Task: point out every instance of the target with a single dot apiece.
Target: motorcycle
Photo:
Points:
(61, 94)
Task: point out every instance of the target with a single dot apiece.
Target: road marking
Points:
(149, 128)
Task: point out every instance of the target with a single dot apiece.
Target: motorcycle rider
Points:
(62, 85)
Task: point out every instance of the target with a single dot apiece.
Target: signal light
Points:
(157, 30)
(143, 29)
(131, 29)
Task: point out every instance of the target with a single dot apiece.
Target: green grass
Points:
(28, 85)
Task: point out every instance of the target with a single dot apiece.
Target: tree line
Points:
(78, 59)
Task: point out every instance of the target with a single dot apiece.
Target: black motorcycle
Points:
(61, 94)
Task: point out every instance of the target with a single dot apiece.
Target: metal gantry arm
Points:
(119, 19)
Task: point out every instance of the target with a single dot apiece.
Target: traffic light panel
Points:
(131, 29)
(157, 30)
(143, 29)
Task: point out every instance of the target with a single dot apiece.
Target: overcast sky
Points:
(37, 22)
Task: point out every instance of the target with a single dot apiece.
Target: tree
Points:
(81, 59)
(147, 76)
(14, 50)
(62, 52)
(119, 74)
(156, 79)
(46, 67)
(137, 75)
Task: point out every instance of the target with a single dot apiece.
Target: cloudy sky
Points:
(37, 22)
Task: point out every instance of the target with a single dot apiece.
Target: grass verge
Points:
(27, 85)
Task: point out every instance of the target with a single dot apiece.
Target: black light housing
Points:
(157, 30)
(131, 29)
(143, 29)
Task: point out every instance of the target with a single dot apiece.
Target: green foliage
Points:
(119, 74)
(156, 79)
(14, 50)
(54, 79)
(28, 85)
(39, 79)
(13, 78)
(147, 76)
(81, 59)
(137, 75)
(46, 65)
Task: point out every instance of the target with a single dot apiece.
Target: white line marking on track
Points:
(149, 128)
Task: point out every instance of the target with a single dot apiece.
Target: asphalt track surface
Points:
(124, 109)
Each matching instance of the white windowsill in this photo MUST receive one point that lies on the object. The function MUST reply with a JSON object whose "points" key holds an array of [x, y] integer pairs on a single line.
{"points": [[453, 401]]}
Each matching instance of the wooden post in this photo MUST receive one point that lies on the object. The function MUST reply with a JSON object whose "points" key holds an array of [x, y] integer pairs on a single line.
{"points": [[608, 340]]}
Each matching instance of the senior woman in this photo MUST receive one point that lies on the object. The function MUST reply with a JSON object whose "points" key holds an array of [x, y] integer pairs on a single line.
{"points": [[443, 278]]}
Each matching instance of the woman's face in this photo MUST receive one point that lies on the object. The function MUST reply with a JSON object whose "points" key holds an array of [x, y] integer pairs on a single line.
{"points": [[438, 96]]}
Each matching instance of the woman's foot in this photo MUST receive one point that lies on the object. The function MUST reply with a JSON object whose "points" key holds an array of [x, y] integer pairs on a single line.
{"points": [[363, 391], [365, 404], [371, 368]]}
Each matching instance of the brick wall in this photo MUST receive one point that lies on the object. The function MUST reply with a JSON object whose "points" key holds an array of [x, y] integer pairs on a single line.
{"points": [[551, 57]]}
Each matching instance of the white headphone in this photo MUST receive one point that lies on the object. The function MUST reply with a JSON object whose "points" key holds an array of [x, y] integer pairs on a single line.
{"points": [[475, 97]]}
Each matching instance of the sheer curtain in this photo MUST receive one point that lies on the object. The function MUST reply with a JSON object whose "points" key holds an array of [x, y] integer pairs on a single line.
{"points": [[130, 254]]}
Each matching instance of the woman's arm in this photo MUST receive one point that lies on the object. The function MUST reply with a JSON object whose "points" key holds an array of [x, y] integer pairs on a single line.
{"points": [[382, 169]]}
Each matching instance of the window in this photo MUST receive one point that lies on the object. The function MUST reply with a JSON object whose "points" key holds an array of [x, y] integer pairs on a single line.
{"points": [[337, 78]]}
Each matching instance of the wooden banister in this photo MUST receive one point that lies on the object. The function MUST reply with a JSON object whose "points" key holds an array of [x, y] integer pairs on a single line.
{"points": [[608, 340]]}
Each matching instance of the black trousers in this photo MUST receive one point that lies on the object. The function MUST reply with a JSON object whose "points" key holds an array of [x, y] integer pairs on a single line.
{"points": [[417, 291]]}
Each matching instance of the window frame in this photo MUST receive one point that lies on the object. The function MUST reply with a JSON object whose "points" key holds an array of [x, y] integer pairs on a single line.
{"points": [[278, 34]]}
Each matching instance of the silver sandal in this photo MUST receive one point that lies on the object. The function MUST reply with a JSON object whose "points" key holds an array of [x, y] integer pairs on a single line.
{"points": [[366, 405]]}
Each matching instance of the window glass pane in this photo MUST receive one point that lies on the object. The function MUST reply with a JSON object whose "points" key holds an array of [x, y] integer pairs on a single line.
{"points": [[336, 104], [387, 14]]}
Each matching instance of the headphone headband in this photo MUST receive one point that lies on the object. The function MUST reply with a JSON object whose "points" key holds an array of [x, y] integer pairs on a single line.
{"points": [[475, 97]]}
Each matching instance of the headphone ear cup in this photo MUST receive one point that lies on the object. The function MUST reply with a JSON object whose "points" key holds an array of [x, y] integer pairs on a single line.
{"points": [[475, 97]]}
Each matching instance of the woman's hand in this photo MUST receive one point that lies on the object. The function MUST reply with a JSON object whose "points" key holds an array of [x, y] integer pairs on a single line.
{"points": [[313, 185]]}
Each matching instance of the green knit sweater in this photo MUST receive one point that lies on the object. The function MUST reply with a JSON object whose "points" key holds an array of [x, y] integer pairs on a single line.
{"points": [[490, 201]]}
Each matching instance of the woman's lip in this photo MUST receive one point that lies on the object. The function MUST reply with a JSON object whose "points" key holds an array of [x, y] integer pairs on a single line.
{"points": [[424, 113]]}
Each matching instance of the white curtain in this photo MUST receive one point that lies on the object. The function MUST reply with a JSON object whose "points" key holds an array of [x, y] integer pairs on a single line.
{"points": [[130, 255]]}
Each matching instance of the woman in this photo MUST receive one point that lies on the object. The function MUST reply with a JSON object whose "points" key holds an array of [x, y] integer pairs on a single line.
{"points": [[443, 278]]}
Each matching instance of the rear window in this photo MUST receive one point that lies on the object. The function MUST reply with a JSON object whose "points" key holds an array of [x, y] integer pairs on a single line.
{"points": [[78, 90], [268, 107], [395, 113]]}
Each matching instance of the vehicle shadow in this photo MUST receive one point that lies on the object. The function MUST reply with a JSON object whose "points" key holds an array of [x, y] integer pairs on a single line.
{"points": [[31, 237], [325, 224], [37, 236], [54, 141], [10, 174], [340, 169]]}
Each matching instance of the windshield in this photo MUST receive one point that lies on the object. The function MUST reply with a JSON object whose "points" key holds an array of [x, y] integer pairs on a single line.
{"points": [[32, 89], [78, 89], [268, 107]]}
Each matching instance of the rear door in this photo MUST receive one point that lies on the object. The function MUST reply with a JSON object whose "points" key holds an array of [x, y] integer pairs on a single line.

▶ ASSIGNMENT
The records above are to be set down again exactly as written.

▶ EXERCISE OUTPUT
Task: point out every instance of the target with a single dot apiece.
Target: motorcycle
Photo:
Points:
(61, 94)
Task: point out every instance of the target with a single dot apiece.
Target: road marking
Points:
(149, 128)
Task: point out every instance of the target with a single dot apiece.
Target: motorcycle rider
Points:
(62, 85)
Task: point out every instance of the target with a single dot apiece.
Target: signal light
Points:
(157, 30)
(143, 29)
(131, 29)
Task: point out every instance of the target with a single dot apiece.
Target: green grass
Points:
(28, 85)
Task: point out every instance of the target with a single dot apiece.
Target: tree line
Points:
(78, 59)
Task: point out every instance of the target with a single dot apiece.
Target: black motorcycle
Points:
(61, 94)
Task: point out every instance of the target with a single dot apiece.
Target: metal gantry arm
Points:
(119, 19)
Task: point out every instance of the target with a single dot apiece.
Target: traffic light panel
Points:
(131, 29)
(157, 30)
(143, 29)
Task: point out every instance of the target with a single dot apiece.
Target: overcast sky
Points:
(37, 22)
Task: point out every instance of the target with a single dot apiece.
Target: tree
Points:
(81, 59)
(147, 76)
(14, 50)
(62, 52)
(119, 74)
(156, 79)
(46, 67)
(137, 75)
Task: point out every instance of the target with a single dot apiece.
Target: cloudy sky
Points:
(37, 22)
Task: point out every instance of the target with a single dot apiece.
Target: grass verge
Points:
(27, 85)
Task: point out every instance of the target with a single dot apiece.
Target: black light housing
Points:
(157, 30)
(131, 29)
(143, 29)
Task: point out every instance of the target with a single dot apiece.
Target: green foliage
Points:
(119, 74)
(156, 79)
(14, 50)
(54, 79)
(28, 85)
(39, 79)
(13, 78)
(147, 76)
(81, 59)
(137, 75)
(46, 65)
Task: point out every instance of the target with a single dot apiece.
Target: white line marking on track
Points:
(149, 128)
Task: point out every instance of the target with a single dot apiece.
Target: asphalt track surface
Points:
(124, 109)
Each matching instance of the white windowsill in this photo MUST receive one point that lies on the object. The function MUST reply with a JSON object whose "points" key holds an array of [x, y] integer pairs on a single line.
{"points": [[453, 401]]}
Each matching instance of the wooden post in this photo MUST receive one point that lies on the object. The function MUST reply with a JSON object whose "points" key holds an array of [x, y] integer pairs on a single line.
{"points": [[608, 340]]}
Each matching instance of the senior woman in this photo MUST receive one point that lies on the object. The function MUST reply with a JSON object whose "points" key holds an array of [x, y] integer pairs on a single line.
{"points": [[443, 278]]}
Each matching instance of the woman's face in this photo MUST receive one point that lies on the object. The function MUST reply with a JSON object whose "points" key holds an array of [x, y] integer pairs on a single line.
{"points": [[438, 96]]}
Each matching instance of the woman's foot in this photo MUST receive one point that lies on the object. The function MUST reply with a JSON object whose "points" key holds an array of [x, y] integer pairs on a single line.
{"points": [[363, 391], [365, 404], [371, 368]]}
Each matching instance of the brick wall in this photo MUST receive one point that lies on the object. The function MUST reply with a JSON object whose "points" key holds an array of [x, y] integer pairs on a single line.
{"points": [[551, 57]]}
Each matching instance of the white headphone in this photo MUST receive one point that lies on the object. The function MUST reply with a JSON object whose "points" key holds an array of [x, y] integer pairs on a single line.
{"points": [[475, 97]]}
Each matching instance of the sheer curtain in this photo MUST receive one point that lies on the object. The function MUST reply with a JSON object whose "points" key holds an array of [x, y] integer pairs on a single line.
{"points": [[130, 254]]}
Each matching instance of the woman's arm in this photo MUST receive one point that lies on the object. The function MUST reply with a JSON object whose "points" key holds an array of [x, y] integer pairs on a single line.
{"points": [[382, 169]]}
Each matching instance of the window in this photo MUST receive one point that lies on the object. The function MUST reply with a JSON object whose "points" key holds an array of [x, y] integer pairs on a single line.
{"points": [[337, 78]]}
Each matching instance of the wooden banister in this photo MUST receive one point that lies on the object. The function MUST reply with a JSON object whose "points" key holds an array of [x, y] integer pairs on a single line.
{"points": [[608, 340]]}
Each matching instance of the black trousers in this photo MUST receive one point that lies on the object. The function MUST reply with a JSON object whose "points" key holds an array of [x, y] integer pairs on a single line.
{"points": [[417, 291]]}
Each matching instance of the window frame in this photo MUST receive one point that lies on the object. The function MUST reply with a JSON object whose "points" key holds an array of [x, y] integer pairs on a single line.
{"points": [[278, 34]]}
Each matching instance of the silver sandal in this photo MUST receive one point that lies on the object. The function MUST reply with a JSON object whose "points" key holds an array of [x, y] integer pairs on a single line.
{"points": [[366, 405]]}
Each matching instance of the window glass pane in this photo MUST receive one point that lies on the object. The function MUST reply with a JSON object whose "points" key holds an array of [x, y] integer pairs on a single line.
{"points": [[336, 104], [387, 14]]}
Each matching instance of the headphone headband in this photo MUST receive one point that lies on the object. The function MUST reply with a JSON object whose "points" key holds an array of [x, y] integer pairs on a single line.
{"points": [[475, 97]]}
Each matching instance of the headphone ear cup in this photo MUST receive one point that lies on the object. The function MUST reply with a JSON object whose "points" key holds an array of [x, y] integer pairs on a single line.
{"points": [[475, 97]]}
Each matching instance of the woman's hand in this photo MUST receive one point that lies on the object. The function MUST reply with a JSON object whose "points" key holds an array of [x, y] integer pairs on a single line.
{"points": [[313, 185]]}
Each matching instance of the green knit sweater in this photo MUST receive one point that lies on the object. The function MUST reply with a JSON object whose "points" key holds an array of [x, y] integer pairs on a single line.
{"points": [[490, 201]]}
Each matching instance of the woman's lip in this photo MUST receive one point that lies on the object. The function MUST reply with a JSON object whose "points" key holds an array of [x, y] integer pairs on a single line.
{"points": [[424, 113]]}
Each matching instance of the white curtain in this photo MUST receive one point that lies on the object. The function MUST reply with a JSON object whose "points" key holds an array of [x, y] integer pairs on a single line.
{"points": [[130, 255]]}
Each matching instance of the woman in this photo MUST receive one point that lies on the object. The function MUST reply with a JSON object whose "points" key holds an array of [x, y] integer pairs on a single line.
{"points": [[443, 278]]}
Each matching instance of the rear window in this photo MUST receive one point that lies on the object. The function MUST reply with a JSON object whose "points" key holds an array of [x, y] integer pairs on a single line.
{"points": [[78, 90], [268, 107], [395, 113]]}
Each matching instance of the vehicle shadow in this photo MUST receive one point that lies on the object. The function MUST reply with a JSON object whose "points" key holds an array of [x, y] integer pairs on a single line.
{"points": [[31, 237], [325, 224], [37, 236], [54, 141], [10, 174], [340, 169]]}
Each matching instance of the windshield in this photo MUST receive one point that lies on the object. The function MUST reply with a JSON object whose "points" key holds an array of [x, y] integer pairs on a single line.
{"points": [[32, 89], [78, 89], [268, 107]]}
Each matching instance of the rear door in this photo MUST receive one point that lies on the object. The function MUST reply with a JSON object whose "points" key holds an array of [x, y] integer pairs on a single line.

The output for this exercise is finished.